_Instructions to follow_: In the article about the refugee's medicine scholarship, write out the part that opens with the words containing "A 17-year-old Syrian" and closes with "Irish education system.", and swap "Leaving Cert" for "Leaving Certificate".

BEGIN Excerpted passage

'Success story': Scholarship to study medicine for refugee Suaad (17)

Top marks: Minister Joe McHugh (left) with Suaad Alshleh (second left) and parents Wesam Jouma and Issam Alshleh at the Royal College of Surgeons. Photo: PA

Katherine Donnelly

A 17-year-old Syrian refugee has won a €5,000-a-year scholarship to study medicine after turning in top-performing Leaving Cert results in a school with a high concentration of disadvantaged students.

Suaad Alshleh said she hopes to be a "success story for what a refugee can do. I just want to represent Syria and refugees in general in a good way and I am very glad I was able to do it through this".

She arrived in Ireland three years ago with her mother. Despite the trauma, including separation from her father, her dream of being a doctor spurred her high-achieving journey through the Irish education system.

Although living in Portlaoise for the past two years, she attended Mountmellick Community School so she could study chemistry, a journey made possible by a friend of her mother's who drove her until her mother got her licence.

Now a first-year student in the Royal College of Surgeons Ireland (RCSI), her educational achievements have been recognised by a new bursary in the name of Irish-born scientist and Nobel Prize winner William C Campbell.

Inspiration

The Department of Education-funded scholarship is for a student attending a Deis school who received the highest marks in two science subjects, and who is studying zoology, medicine, physiology or biomedical sciences.

Education Minister Joe McHugh described her as an "inspiration" as he presented the scholarship to Suaad, in the presence of her proud parents, Wesam Jouma and Issam Alshleh, both engineers.

The family now has refugee status, with her father joining his wife and daughter under the family reunification programme.

Suaad described her year living in direct provision, when she was also preparing for the Junior Certificate, as "probably one of the hardest times of my life", but said her experiences of Irish people were "very positive".

END Excerpted passage
BEGIN Excerpted records

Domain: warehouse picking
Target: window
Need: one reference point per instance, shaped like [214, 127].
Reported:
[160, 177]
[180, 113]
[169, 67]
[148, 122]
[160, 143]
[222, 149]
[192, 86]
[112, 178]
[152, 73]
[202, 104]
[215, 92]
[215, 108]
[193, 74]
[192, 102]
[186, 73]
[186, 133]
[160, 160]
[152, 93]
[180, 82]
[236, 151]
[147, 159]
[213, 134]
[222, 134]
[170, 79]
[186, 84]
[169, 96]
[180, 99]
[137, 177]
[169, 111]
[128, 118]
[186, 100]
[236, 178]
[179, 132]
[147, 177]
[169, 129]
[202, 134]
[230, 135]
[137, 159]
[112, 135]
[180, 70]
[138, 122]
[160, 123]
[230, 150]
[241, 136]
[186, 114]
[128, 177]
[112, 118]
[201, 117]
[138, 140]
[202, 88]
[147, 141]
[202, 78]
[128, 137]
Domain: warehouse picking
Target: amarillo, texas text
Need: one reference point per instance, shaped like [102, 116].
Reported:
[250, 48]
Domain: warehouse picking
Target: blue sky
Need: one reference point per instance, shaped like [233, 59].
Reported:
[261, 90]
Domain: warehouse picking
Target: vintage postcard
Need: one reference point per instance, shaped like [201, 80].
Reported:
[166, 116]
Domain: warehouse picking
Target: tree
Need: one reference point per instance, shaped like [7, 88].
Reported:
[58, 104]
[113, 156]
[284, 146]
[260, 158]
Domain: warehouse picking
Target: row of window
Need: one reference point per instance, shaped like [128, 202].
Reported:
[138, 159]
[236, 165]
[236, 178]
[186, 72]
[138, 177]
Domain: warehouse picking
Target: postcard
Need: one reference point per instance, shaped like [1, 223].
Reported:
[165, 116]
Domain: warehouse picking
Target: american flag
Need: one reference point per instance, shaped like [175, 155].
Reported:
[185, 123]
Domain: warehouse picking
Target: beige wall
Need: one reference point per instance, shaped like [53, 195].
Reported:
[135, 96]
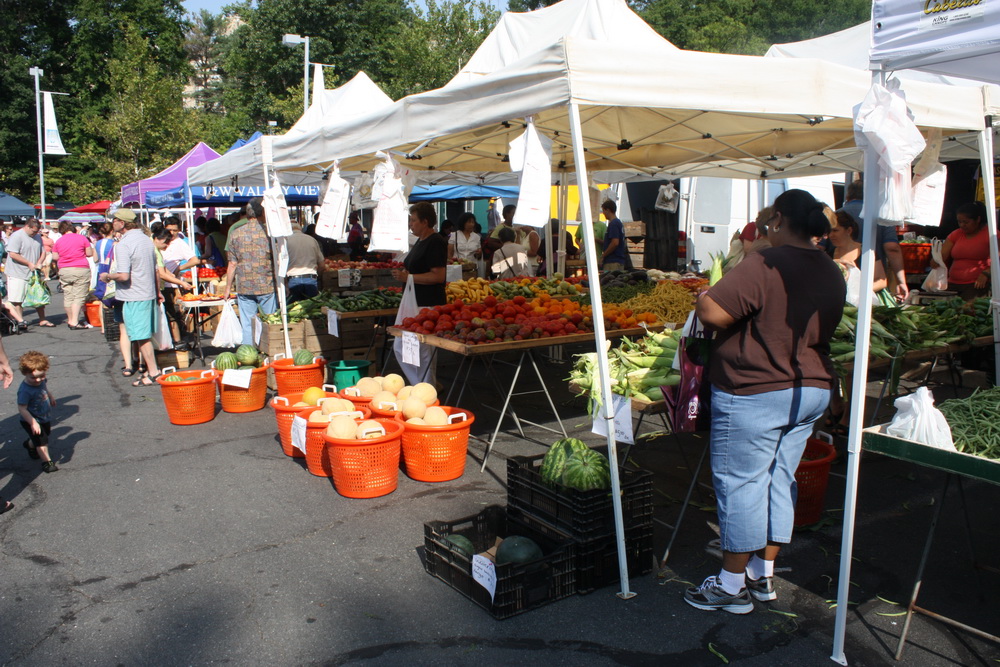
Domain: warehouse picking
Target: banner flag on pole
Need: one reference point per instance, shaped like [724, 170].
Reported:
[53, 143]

END Excerpted records

_Task solution_:
A 17-year-old Syrian refugee has won a €5,000-a-year scholarship to study medicine after turning in top-performing Leaving Certificate results in a school with a high concentration of disadvantaged students.

Suaad Alshleh said she hopes to be a "success story for what a refugee can do. I just want to represent Syria and refugees in general in a good way and I am very glad I was able to do it through this".

She arrived in Ireland three years ago with her mother. Despite the trauma, including separation from her father, her dream of being a doctor spurred her high-achieving journey through the Irish education system.